Retype the tail of the data exactly, starting at the line containing "the blurred glass" and stopping at the last line.

====

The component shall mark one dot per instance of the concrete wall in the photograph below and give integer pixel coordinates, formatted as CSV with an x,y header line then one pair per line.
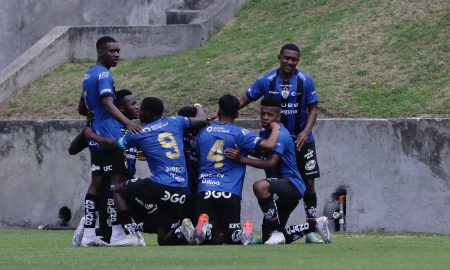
x,y
396,172
24,22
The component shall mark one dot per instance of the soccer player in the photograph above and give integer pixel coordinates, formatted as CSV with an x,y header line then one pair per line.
x,y
295,89
127,104
278,195
220,180
161,142
98,95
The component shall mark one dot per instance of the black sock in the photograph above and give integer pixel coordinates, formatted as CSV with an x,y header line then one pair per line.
x,y
295,232
90,210
127,223
310,204
270,211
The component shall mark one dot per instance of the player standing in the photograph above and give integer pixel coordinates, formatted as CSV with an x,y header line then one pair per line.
x,y
295,90
98,96
278,195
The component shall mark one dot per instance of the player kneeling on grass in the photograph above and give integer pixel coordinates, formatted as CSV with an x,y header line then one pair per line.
x,y
161,142
218,201
279,194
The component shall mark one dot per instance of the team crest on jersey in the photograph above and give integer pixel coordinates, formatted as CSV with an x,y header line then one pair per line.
x,y
285,90
103,75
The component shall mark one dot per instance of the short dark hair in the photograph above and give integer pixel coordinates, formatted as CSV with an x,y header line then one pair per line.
x,y
101,42
152,105
290,47
187,111
229,105
270,102
121,94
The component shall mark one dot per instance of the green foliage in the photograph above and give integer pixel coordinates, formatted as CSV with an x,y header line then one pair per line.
x,y
368,59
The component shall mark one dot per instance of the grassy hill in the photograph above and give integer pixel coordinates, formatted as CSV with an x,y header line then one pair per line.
x,y
374,58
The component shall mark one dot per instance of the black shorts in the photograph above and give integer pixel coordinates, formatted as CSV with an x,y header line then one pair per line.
x,y
286,196
307,163
107,163
224,211
169,200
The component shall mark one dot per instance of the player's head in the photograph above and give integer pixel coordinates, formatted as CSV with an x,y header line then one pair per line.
x,y
187,111
151,109
107,51
127,104
288,58
269,111
228,106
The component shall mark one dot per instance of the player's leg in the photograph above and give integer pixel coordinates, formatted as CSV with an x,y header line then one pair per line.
x,y
309,169
206,229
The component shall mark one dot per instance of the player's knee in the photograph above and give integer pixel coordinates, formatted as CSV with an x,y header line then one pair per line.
x,y
261,189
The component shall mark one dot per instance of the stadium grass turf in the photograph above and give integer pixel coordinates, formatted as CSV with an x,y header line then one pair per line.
x,y
33,249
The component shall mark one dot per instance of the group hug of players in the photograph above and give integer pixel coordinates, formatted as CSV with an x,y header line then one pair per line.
x,y
197,164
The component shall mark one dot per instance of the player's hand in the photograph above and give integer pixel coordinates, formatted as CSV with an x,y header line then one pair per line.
x,y
140,156
274,125
88,132
133,127
301,140
212,116
233,153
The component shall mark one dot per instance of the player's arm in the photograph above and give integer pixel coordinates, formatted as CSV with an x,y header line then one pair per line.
x,y
302,137
270,143
108,104
200,118
269,163
106,143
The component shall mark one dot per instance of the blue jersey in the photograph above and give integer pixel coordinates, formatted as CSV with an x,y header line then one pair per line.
x,y
217,172
98,82
287,166
294,94
162,144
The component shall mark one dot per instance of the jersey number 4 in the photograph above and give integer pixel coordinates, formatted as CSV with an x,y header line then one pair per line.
x,y
167,140
216,154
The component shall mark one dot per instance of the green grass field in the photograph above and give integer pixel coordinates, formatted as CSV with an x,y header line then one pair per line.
x,y
378,58
34,249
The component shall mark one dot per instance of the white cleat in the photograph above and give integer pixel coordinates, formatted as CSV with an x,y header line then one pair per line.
x,y
78,234
322,229
313,238
141,239
126,241
187,229
93,242
276,238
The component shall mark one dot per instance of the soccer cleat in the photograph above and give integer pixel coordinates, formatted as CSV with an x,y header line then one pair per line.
x,y
322,229
93,242
187,230
141,239
201,230
78,234
128,240
276,238
313,238
247,233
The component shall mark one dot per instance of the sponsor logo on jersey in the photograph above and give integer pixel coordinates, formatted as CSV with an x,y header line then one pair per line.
x,y
103,75
309,154
285,90
94,168
310,165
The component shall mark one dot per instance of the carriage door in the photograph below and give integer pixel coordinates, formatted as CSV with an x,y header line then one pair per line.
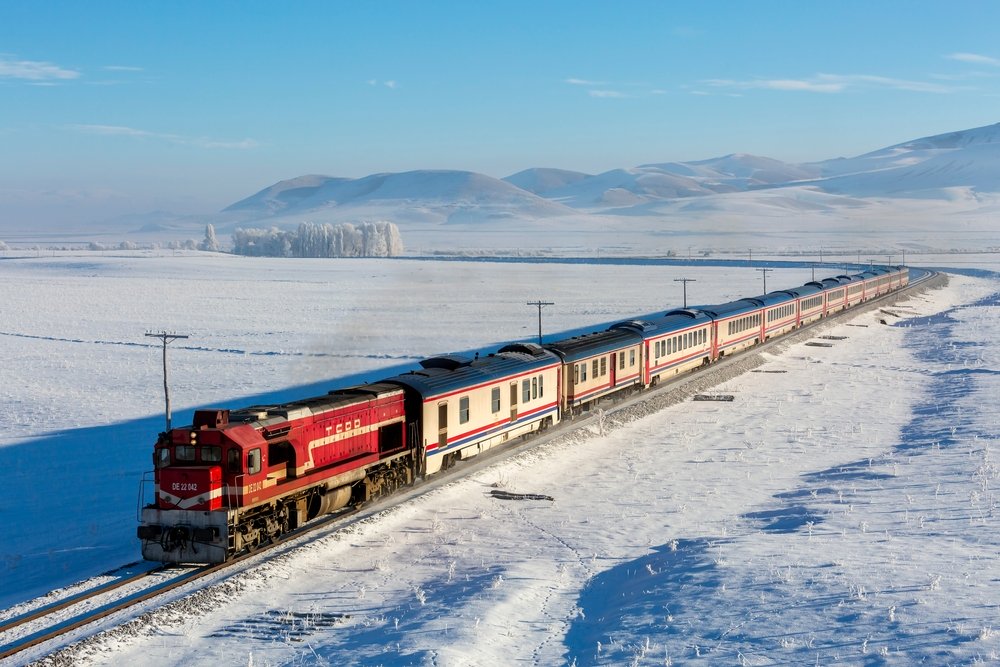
x,y
442,425
513,401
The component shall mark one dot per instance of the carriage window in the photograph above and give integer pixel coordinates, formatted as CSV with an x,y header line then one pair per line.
x,y
211,454
253,461
162,457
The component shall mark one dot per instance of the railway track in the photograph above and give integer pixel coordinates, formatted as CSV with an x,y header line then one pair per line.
x,y
79,616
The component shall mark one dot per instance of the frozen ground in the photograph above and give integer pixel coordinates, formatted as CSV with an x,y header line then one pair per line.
x,y
81,399
839,512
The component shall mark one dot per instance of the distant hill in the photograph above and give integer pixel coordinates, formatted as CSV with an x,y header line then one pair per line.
x,y
943,166
444,195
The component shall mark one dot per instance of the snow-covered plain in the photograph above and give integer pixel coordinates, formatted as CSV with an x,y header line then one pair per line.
x,y
841,511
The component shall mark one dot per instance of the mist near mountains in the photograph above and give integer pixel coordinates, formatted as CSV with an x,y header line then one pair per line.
x,y
938,193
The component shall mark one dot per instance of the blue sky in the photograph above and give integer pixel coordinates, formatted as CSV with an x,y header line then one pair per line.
x,y
114,107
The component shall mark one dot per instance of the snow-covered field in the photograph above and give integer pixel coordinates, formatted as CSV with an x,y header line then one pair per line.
x,y
840,511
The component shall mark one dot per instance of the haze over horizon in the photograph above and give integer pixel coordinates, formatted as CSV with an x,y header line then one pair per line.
x,y
113,107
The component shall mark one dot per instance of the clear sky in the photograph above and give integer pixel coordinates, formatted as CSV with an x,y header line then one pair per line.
x,y
188,106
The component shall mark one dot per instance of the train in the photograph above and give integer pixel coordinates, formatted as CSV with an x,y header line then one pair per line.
x,y
236,479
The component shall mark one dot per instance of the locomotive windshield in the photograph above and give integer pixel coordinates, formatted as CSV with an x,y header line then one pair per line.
x,y
162,458
211,454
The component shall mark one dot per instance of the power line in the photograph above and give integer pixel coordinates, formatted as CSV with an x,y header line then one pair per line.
x,y
166,338
764,273
540,304
685,281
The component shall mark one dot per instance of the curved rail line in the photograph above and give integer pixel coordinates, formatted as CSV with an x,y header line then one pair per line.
x,y
463,468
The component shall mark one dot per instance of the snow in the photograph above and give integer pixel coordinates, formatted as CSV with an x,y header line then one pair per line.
x,y
840,510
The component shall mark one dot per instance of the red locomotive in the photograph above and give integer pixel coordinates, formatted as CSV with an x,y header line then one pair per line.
x,y
234,479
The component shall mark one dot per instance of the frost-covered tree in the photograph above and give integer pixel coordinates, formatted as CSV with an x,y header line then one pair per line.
x,y
210,243
370,239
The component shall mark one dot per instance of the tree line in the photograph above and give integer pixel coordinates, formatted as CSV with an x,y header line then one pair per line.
x,y
369,239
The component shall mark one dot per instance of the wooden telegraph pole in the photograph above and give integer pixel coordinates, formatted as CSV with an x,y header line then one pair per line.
x,y
166,338
540,304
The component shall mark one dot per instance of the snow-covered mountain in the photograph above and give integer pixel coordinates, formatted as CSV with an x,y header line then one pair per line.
x,y
947,167
967,160
450,196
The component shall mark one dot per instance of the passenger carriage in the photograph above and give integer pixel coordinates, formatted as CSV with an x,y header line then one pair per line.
x,y
468,405
835,293
598,364
780,313
737,325
811,302
855,289
672,343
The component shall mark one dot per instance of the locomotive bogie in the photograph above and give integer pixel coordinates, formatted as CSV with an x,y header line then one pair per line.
x,y
185,536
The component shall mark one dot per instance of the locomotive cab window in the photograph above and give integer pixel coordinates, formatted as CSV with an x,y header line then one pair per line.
x,y
162,457
253,461
211,454
235,462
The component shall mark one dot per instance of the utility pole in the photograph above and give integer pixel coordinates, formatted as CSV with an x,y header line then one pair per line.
x,y
764,273
685,281
540,304
166,338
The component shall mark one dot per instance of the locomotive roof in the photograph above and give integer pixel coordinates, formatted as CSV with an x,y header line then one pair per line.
x,y
578,347
264,415
442,375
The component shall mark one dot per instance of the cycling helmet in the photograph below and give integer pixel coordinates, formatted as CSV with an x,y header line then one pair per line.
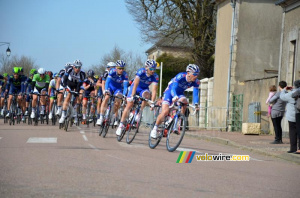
x,y
68,65
90,73
21,69
193,68
77,63
41,71
120,63
111,64
150,63
50,73
16,70
33,71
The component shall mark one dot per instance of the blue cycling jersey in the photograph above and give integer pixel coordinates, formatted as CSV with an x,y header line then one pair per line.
x,y
179,84
146,80
116,81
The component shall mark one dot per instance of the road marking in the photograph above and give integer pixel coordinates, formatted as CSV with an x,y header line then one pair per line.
x,y
84,137
185,149
42,140
93,147
118,158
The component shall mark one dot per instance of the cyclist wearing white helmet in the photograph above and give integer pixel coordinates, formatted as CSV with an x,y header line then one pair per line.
x,y
60,88
140,86
72,80
89,91
175,91
116,83
40,84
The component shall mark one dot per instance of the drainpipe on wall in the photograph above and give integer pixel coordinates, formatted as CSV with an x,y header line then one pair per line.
x,y
280,49
233,4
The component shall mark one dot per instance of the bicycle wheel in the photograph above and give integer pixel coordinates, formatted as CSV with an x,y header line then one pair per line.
x,y
106,127
102,127
120,137
154,142
176,132
133,129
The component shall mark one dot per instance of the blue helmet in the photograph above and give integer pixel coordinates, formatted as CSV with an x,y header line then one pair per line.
x,y
150,63
120,63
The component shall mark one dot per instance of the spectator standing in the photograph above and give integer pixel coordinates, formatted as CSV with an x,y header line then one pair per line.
x,y
290,115
271,94
277,113
296,95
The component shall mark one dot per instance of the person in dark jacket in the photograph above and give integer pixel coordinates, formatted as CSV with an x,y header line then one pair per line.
x,y
277,113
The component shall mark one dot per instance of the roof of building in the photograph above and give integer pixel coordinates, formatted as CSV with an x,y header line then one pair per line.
x,y
284,3
173,43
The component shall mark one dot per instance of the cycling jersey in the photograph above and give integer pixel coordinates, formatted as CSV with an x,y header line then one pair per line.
x,y
116,82
145,81
104,75
39,82
52,86
178,85
15,85
73,80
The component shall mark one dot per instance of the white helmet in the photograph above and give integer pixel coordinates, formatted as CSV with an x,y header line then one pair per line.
x,y
193,68
41,71
111,64
77,63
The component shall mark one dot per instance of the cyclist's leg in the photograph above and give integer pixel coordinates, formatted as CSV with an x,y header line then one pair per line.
x,y
183,99
43,101
104,107
117,104
59,100
167,99
145,94
84,103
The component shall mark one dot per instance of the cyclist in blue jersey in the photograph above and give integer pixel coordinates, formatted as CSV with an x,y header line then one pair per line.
x,y
29,88
60,88
3,83
15,85
113,85
101,86
175,92
72,80
140,86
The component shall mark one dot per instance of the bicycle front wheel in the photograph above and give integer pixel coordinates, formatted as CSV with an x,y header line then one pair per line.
x,y
133,129
176,133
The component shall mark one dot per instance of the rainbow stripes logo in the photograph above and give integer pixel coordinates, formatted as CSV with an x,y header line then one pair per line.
x,y
189,158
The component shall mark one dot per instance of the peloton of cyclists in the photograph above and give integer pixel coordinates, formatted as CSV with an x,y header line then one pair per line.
x,y
40,84
140,86
89,90
72,80
175,92
15,85
116,84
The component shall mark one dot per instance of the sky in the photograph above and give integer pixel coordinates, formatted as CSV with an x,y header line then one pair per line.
x,y
54,32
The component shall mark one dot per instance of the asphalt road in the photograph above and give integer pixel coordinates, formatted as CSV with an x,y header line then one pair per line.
x,y
79,163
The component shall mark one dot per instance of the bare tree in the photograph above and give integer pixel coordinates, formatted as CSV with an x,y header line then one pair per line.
x,y
133,62
192,20
8,64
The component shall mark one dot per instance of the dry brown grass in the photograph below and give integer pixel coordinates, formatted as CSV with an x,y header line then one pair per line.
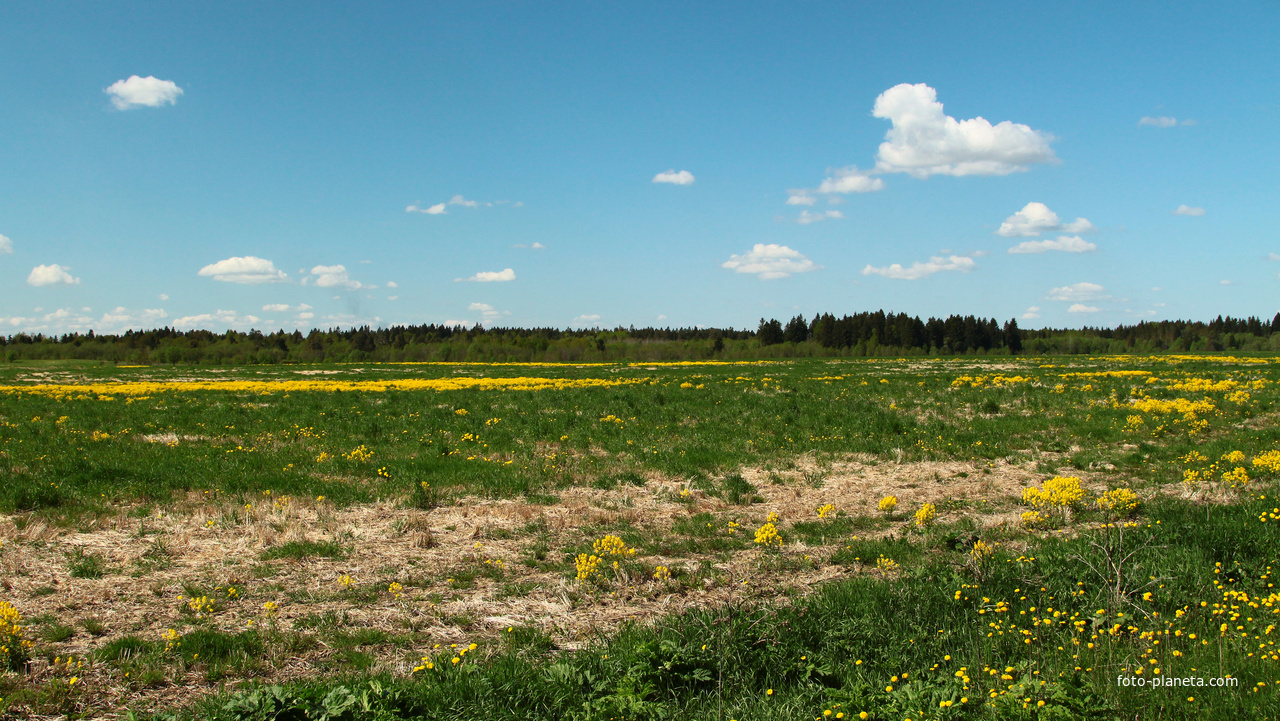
x,y
150,560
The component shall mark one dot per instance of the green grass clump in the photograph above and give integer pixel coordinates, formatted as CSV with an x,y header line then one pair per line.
x,y
302,550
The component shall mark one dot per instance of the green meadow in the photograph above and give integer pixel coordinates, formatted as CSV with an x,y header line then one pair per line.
x,y
643,541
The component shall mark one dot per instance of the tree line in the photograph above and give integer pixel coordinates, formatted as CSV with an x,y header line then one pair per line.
x,y
860,334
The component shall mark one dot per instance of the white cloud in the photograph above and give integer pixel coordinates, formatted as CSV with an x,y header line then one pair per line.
x,y
924,141
284,307
488,314
681,178
142,92
1066,243
216,320
248,270
850,181
769,261
50,275
1036,218
936,264
805,217
120,316
489,277
67,320
1078,292
334,277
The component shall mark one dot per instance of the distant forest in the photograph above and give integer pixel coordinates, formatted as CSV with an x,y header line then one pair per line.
x,y
824,336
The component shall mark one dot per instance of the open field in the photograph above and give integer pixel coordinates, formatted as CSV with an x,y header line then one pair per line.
x,y
643,541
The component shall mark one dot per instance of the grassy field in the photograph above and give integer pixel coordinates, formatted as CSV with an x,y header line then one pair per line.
x,y
647,541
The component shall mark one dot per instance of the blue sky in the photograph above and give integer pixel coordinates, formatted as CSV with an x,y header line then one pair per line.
x,y
295,165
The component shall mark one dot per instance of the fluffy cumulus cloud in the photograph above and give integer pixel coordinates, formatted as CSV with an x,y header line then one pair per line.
x,y
769,261
926,141
1065,243
247,270
1078,292
216,320
807,217
850,181
1164,122
489,277
1036,218
917,270
51,275
488,314
676,178
333,277
142,92
460,201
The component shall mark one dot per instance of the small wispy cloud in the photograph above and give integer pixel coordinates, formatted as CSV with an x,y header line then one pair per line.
x,y
333,277
246,270
51,275
1065,243
917,270
1078,292
673,177
489,277
769,261
807,217
1036,218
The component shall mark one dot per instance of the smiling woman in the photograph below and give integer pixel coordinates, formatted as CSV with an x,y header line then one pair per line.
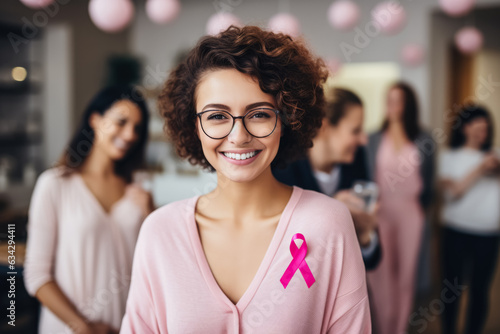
x,y
221,262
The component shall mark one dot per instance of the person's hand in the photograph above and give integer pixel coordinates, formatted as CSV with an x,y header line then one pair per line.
x,y
490,164
142,198
365,223
96,328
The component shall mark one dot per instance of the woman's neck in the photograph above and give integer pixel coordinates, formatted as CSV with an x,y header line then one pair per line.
x,y
98,164
472,145
243,202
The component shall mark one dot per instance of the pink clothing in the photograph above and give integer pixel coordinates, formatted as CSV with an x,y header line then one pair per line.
x,y
86,251
401,221
174,291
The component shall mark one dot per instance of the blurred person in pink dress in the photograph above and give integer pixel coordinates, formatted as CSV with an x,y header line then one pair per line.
x,y
242,101
84,219
402,159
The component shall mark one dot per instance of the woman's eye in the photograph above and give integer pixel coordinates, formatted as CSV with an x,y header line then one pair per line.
x,y
260,114
217,116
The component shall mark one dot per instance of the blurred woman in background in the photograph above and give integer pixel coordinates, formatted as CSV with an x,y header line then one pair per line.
x,y
85,216
403,168
335,162
469,176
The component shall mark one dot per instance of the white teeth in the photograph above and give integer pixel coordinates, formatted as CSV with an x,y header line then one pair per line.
x,y
237,156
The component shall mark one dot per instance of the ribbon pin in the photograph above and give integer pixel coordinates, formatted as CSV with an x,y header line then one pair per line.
x,y
298,262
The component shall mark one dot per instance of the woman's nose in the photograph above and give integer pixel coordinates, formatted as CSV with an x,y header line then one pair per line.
x,y
129,133
239,134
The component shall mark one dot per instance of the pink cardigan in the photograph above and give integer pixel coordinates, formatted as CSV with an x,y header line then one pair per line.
x,y
173,290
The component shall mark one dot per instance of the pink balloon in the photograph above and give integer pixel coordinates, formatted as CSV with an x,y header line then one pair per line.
x,y
390,16
343,14
220,22
37,3
334,65
413,54
469,40
111,15
284,23
163,11
456,7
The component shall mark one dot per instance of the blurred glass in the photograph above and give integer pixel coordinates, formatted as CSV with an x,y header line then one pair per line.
x,y
367,191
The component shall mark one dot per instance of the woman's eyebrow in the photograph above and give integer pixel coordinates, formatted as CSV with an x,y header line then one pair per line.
x,y
259,104
248,107
216,106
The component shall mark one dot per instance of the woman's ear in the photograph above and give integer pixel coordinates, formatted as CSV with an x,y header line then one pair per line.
x,y
94,120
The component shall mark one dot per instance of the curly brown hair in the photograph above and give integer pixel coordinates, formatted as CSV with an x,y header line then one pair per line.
x,y
284,68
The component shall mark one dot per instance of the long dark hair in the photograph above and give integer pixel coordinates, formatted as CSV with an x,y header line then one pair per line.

====

IN RESPONSE:
The component shall mark one dot per instance of the blurred glass in the photograph above and give integer pixel coordinates, formatted as CSV with an x,y header line then one pair per line.
x,y
367,191
The component shall mark one dot per instance of the woman's eyebrow in the photograph above and give integer pixel coordinates, formatted as CSV with an x,y header line then one pair per line.
x,y
259,104
248,107
216,106
The component shall mark one dot per instance of the woman's ear in the photograph above and give integer pixel coordinates, formatted as CSV with an x,y header line then one pair per line.
x,y
94,120
The component shall mark one dot per instance of the curly brown hair in the photograph above and give integer pixel coordinates, formatted as CSV with an x,y header line then one pair per line.
x,y
284,68
The component shall mark one dot per instance of the long dark hair in the photograph above and give integer pixel coordinates, formatted as CSV with an x,y header line then one pair per line.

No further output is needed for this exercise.